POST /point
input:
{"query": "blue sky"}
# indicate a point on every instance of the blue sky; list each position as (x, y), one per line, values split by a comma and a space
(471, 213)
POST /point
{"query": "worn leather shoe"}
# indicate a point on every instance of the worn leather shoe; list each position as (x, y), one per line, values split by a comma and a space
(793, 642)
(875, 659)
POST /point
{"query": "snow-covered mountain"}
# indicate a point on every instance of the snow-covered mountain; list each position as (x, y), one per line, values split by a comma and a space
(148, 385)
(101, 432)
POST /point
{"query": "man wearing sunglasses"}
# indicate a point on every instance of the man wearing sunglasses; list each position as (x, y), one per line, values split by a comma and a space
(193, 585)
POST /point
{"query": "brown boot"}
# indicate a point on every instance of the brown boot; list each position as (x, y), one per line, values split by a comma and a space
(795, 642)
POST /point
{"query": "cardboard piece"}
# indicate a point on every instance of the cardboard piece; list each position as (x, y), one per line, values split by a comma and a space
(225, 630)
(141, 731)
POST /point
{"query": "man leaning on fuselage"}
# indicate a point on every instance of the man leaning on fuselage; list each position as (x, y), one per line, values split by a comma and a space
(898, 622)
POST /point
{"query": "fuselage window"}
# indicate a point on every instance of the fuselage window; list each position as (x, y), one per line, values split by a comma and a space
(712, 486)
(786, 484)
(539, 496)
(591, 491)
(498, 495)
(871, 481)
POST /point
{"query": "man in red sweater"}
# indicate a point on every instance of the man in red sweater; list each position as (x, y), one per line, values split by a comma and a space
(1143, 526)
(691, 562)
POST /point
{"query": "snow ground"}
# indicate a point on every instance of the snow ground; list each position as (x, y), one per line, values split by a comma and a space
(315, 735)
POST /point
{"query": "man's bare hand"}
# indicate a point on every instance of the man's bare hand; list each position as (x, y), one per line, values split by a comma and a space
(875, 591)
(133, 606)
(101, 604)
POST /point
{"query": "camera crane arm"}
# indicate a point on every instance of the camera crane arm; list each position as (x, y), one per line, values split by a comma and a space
+ + + + +
Work to complete: Please go over the data above and copy each line with "crane" in it.

Your solution:
{"query": "camera crane arm"}
# indicate a point on every instance of the camera crane arm; list each position as (x, y), one per line, values split by a comma and a space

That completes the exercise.